(DIRECTION A) In the rows below, find each line that contains the word "firefighter" and copy those lines.

(SOURCE EXTRACT)

------

Have you ever been in your group of close friends, and felt extra or unwanted, like if you weren't there it wouldn't have mattered? Yes, I have felt that and trust me it's the worst feeling ever.
It wasn't the case always though, I was once loved, pampered, cared for but gradually over past two years things changed, people and their priorities changed and the results of this change was so negative on me. I started to hate myself for being too sensitive, to take everything to my heart, to sense the change in behaviour, the way they talk to me, or even frequency of replies during a text conversation, I notice and observe every little detail. Comparison kicked in and it stayed. Even though I have a public profile and I get over thousands of likes on my pictures, I look for my people's name in the list, it hurts me especially when they're active on social media and I never get a like or comment from them. Call me a kid! I don't care, if these little things makes me happy and it matters to me and they know about it, I expect them to do it. Because I do it for them.
With time, I got use to it, and it made me feel lonely, I started to isolate myself, not talk to anyone, don't initiate any conversation and just be in my own world. I have always been independent, it's not that I needed someone to go shopping with, or someone to get my work done. I guess I have been emotionally dependent on people I am attached to. I'm someone who's an open book yet an introvert, if you won't ask, I won't tell. I understand everybody is busy, everybody have responsibilities, I understand all of it, trust me I do. But I won't deny that it didn't hurt me. It did. We all need someone in our lives, someone to talk to, someone to share our feelings with, someone to be open with, be vulnerable with. We're humans, we are not meant to be alone.
I met so many people this year, some old acquaintances who became good friends, who listened to me when I needed someone to talk to, and I am glad they let me pour my heart out without judging me, I am thankful that they listened to my stories but deep down I knew they'd leave too and that's what happened and I couldn't do anything to stop it, like this is how it was suppose to be. People suggested me to date, I tried that as well, Yeah I did. One of my girlfriend set me up with a guy based abroad we started talking on and off for few weeks and I wasn't really interested in him initially however he convinced me to give it a try and after talking to him, opening up to him I figured he's genuinely a nice guy and we both thought maybe we could work but nothing worked, I didn't felt the connection and he couldn't wait for me to feel for him so we called it quit in around 3 weeks. Instead of feeling motivated it had an opposite effect on me, I started facing troubles opening up to new people, trust them, be my real self and I hated this. I've always been a girl who can gel with anyone, who's easy to talk to, completely opposite to what I look like in my pictures. The memories of what I had in the past haunted me and I guess it haunts me every single minute of the day, I felt I wasn't good enough, people wouldn't stay, even if I gave them all that I had I wouldn't be able to make them stay, they'd always choose someone over me, they'll just leave, and in the end I will be right where I started and slowly I lost interest, interest in talking to new people, interest in pleasing anyone, interest in even noticing if someone was putting efforts to be a part of my life. I just lost it. I lost myself.

------

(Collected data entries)
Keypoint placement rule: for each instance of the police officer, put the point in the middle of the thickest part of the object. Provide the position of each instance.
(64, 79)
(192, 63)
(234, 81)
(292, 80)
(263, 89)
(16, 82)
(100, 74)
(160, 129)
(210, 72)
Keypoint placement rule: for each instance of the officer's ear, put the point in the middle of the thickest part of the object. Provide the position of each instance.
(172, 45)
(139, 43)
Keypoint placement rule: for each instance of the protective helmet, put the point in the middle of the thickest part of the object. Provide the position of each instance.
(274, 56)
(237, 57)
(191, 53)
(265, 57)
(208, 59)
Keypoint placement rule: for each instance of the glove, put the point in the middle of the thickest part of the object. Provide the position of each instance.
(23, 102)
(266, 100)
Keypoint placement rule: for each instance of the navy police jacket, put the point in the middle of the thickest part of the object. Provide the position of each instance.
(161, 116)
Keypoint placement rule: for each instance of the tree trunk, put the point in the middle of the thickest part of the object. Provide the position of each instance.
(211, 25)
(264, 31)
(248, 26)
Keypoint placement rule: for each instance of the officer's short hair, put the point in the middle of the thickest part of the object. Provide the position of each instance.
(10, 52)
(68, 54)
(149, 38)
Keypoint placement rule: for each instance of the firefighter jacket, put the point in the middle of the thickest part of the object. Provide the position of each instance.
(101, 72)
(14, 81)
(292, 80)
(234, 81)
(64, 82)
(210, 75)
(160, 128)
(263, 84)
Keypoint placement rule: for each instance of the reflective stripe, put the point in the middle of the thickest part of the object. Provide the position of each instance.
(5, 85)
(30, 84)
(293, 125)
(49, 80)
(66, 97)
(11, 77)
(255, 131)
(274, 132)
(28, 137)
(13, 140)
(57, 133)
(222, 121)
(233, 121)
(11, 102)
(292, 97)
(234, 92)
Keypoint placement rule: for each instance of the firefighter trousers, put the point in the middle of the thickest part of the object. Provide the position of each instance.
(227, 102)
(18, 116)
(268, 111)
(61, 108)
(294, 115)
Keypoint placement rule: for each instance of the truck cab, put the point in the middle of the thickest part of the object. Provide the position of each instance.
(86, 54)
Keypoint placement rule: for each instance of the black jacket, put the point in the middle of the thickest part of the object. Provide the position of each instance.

------

(DIRECTION B) Extend the personal essay above about feeling left behind by close friends, picking up after its final sentence.

(RIGHT ANSWER A)
Keypoint placement rule: for each instance of the firefighter jacket, put the point in the middle of the thickest part of the object. Provide the position of each instance.
Keypoint placement rule: for each instance of the firefighter trousers, put the point in the middle of the thickest part of the object. Provide the position of each instance.

(RIGHT ANSWER B)
There were few close friends who wanted to be with me but couldn't, due to reasons better known to themselves. They'd call me or meet me and we have a good time together but in the end what they say 'Hey! Don't tell anyone that we met okay? Don't do the check in!' and I am there like '???'
I don't do secrets that's just not me, I am a very sensible person I believe, I know what to post and what not to, so when these people who say they care for me and behaves this way it makes me mad. I like to share my life with people, with you guys. hiding something for a while is okay but keeping it a secret forever, no that's not me, if I am not doing anything wrong I wouldn't mind telling about it to the world, so If you want to be a part of my life with terms and conditions, then please stay away. You're not Welcome.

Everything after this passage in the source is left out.